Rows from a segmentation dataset
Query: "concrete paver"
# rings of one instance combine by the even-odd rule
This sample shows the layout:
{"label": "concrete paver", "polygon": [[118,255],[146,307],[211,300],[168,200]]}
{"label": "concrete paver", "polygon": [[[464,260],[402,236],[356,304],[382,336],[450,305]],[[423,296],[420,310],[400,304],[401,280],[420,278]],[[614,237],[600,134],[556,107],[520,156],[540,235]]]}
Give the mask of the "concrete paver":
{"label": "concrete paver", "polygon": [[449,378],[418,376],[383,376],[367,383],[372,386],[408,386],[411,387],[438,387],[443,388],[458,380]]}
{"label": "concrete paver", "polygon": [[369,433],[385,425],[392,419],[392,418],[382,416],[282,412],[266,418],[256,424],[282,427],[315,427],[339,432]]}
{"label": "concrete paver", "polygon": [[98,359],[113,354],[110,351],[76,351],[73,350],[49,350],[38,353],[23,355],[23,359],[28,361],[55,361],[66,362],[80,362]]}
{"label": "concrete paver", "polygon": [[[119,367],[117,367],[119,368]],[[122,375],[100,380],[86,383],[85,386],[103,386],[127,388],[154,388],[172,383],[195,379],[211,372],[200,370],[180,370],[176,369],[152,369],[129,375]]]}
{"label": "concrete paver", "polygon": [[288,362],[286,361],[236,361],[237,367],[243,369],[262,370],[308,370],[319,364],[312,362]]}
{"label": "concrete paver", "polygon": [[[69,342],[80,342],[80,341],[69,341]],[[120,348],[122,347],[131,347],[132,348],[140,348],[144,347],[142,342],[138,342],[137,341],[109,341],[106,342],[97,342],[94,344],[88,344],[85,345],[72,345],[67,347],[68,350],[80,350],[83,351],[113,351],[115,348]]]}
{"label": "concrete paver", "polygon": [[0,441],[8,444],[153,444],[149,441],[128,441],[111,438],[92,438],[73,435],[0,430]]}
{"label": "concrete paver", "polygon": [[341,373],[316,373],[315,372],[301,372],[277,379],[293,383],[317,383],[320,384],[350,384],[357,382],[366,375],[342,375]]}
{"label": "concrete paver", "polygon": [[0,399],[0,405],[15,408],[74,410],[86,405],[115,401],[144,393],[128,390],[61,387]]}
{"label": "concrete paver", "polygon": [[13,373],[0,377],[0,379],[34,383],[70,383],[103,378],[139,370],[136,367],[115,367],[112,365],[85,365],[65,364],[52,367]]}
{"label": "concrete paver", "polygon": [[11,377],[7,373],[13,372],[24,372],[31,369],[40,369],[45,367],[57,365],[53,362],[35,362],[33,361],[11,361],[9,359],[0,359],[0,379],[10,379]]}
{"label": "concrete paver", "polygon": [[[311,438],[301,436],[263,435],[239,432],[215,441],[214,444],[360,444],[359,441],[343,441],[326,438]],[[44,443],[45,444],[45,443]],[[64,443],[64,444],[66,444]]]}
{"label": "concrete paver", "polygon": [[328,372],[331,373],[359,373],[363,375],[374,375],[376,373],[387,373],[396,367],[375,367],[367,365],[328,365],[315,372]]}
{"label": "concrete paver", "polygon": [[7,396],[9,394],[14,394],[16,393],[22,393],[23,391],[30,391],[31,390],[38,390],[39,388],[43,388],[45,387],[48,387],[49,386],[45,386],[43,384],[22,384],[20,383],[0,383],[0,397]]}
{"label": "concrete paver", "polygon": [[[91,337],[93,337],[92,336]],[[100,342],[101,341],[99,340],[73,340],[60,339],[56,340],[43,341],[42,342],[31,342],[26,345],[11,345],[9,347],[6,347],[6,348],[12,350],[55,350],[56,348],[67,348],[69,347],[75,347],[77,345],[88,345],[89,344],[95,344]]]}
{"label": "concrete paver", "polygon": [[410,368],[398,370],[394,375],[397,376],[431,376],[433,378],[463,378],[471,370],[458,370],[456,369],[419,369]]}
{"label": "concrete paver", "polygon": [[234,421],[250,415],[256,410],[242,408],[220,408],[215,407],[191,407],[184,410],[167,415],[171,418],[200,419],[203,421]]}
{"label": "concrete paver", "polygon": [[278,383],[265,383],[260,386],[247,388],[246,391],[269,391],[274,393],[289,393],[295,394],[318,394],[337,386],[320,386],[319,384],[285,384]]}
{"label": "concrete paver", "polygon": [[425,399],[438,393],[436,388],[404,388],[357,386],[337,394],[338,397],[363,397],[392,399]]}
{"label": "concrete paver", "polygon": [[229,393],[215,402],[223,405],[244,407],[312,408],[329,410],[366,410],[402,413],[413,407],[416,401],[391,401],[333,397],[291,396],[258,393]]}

▶ **Your task**
Reproduce every line of the listing above word for word.

▶ **Result for this exercise**
Query: "concrete paver"
# rings of one instance combine by the even-odd rule
This sample shows the layout:
{"label": "concrete paver", "polygon": [[118,255],[146,307],[211,300],[168,200]]}
{"label": "concrete paver", "polygon": [[[464,260],[402,236],[356,304],[382,336],[450,305]],[[423,296],[420,310],[400,304],[401,280],[420,278]],[[614,237],[600,134],[556,107],[520,156],[540,235]]]}
Give the mask of the "concrete paver":
{"label": "concrete paver", "polygon": [[449,378],[418,376],[383,376],[367,383],[372,386],[408,386],[411,387],[438,387],[443,388],[458,380]]}
{"label": "concrete paver", "polygon": [[369,433],[385,425],[392,419],[392,418],[382,416],[282,412],[266,418],[256,424],[282,427],[315,427],[339,432]]}
{"label": "concrete paver", "polygon": [[98,359],[113,354],[110,351],[76,351],[73,350],[49,350],[38,353],[23,355],[23,359],[28,361],[55,361],[66,362],[80,362]]}
{"label": "concrete paver", "polygon": [[[119,367],[117,367],[119,368]],[[122,375],[100,380],[86,383],[85,386],[103,386],[127,388],[154,388],[172,383],[195,379],[211,372],[200,370],[180,370],[176,369],[152,369],[129,375]]]}
{"label": "concrete paver", "polygon": [[288,362],[286,361],[236,361],[237,367],[243,369],[262,370],[308,370],[319,364],[312,362]]}
{"label": "concrete paver", "polygon": [[[69,342],[80,342],[80,341],[69,341]],[[120,348],[122,347],[131,347],[132,348],[140,348],[144,347],[142,342],[138,342],[137,341],[109,341],[106,342],[97,342],[94,344],[88,344],[85,345],[72,345],[67,347],[68,350],[80,350],[83,351],[113,351],[115,348]]]}
{"label": "concrete paver", "polygon": [[0,441],[8,444],[153,444],[149,441],[128,441],[111,438],[92,438],[73,435],[0,430]]}
{"label": "concrete paver", "polygon": [[341,373],[316,373],[315,372],[301,372],[277,379],[293,383],[317,383],[320,384],[350,384],[357,382],[366,375],[342,375]]}
{"label": "concrete paver", "polygon": [[0,399],[0,405],[15,408],[74,410],[86,405],[115,401],[144,393],[128,390],[61,387]]}
{"label": "concrete paver", "polygon": [[13,373],[0,377],[0,379],[34,383],[70,383],[103,378],[139,370],[136,367],[115,367],[112,365],[85,365],[65,364],[52,367]]}
{"label": "concrete paver", "polygon": [[11,377],[7,373],[13,372],[24,372],[31,369],[40,369],[45,367],[57,365],[53,362],[35,362],[33,361],[11,361],[9,359],[0,359],[0,379],[10,379]]}
{"label": "concrete paver", "polygon": [[[311,438],[301,436],[263,435],[239,432],[215,441],[214,444],[360,444],[359,441],[343,441],[326,438]],[[44,443],[45,444],[45,443]],[[64,443],[64,444],[66,444]]]}
{"label": "concrete paver", "polygon": [[328,372],[331,373],[359,373],[363,375],[374,375],[376,373],[387,373],[396,367],[375,367],[367,365],[328,365],[315,372]]}
{"label": "concrete paver", "polygon": [[7,396],[9,394],[14,394],[16,393],[22,393],[23,391],[30,391],[31,390],[38,390],[39,388],[43,388],[45,387],[48,387],[49,386],[45,386],[43,384],[22,384],[20,383],[0,383],[0,397]]}
{"label": "concrete paver", "polygon": [[[91,337],[93,337],[92,336]],[[100,342],[101,341],[99,340],[73,340],[60,339],[56,340],[43,341],[42,342],[31,342],[26,345],[11,345],[9,347],[6,347],[6,348],[12,350],[55,350],[56,348],[67,348],[69,347],[75,347],[77,345],[88,345],[89,344],[95,344]]]}
{"label": "concrete paver", "polygon": [[410,368],[398,370],[394,375],[397,376],[431,376],[433,378],[463,378],[471,370],[458,370],[456,369],[419,369]]}
{"label": "concrete paver", "polygon": [[234,421],[250,415],[256,410],[242,408],[220,408],[215,407],[191,407],[184,410],[167,415],[171,418],[200,419],[203,421]]}
{"label": "concrete paver", "polygon": [[278,383],[265,383],[260,386],[247,388],[246,391],[269,391],[274,393],[289,393],[295,394],[318,394],[337,386],[320,386],[319,384],[285,384]]}
{"label": "concrete paver", "polygon": [[425,399],[438,393],[436,388],[404,388],[357,386],[337,394],[338,397],[363,397],[392,399]]}
{"label": "concrete paver", "polygon": [[229,393],[215,402],[223,405],[244,407],[312,408],[329,410],[366,410],[402,413],[413,407],[416,401],[391,401],[333,397],[291,396],[258,393]]}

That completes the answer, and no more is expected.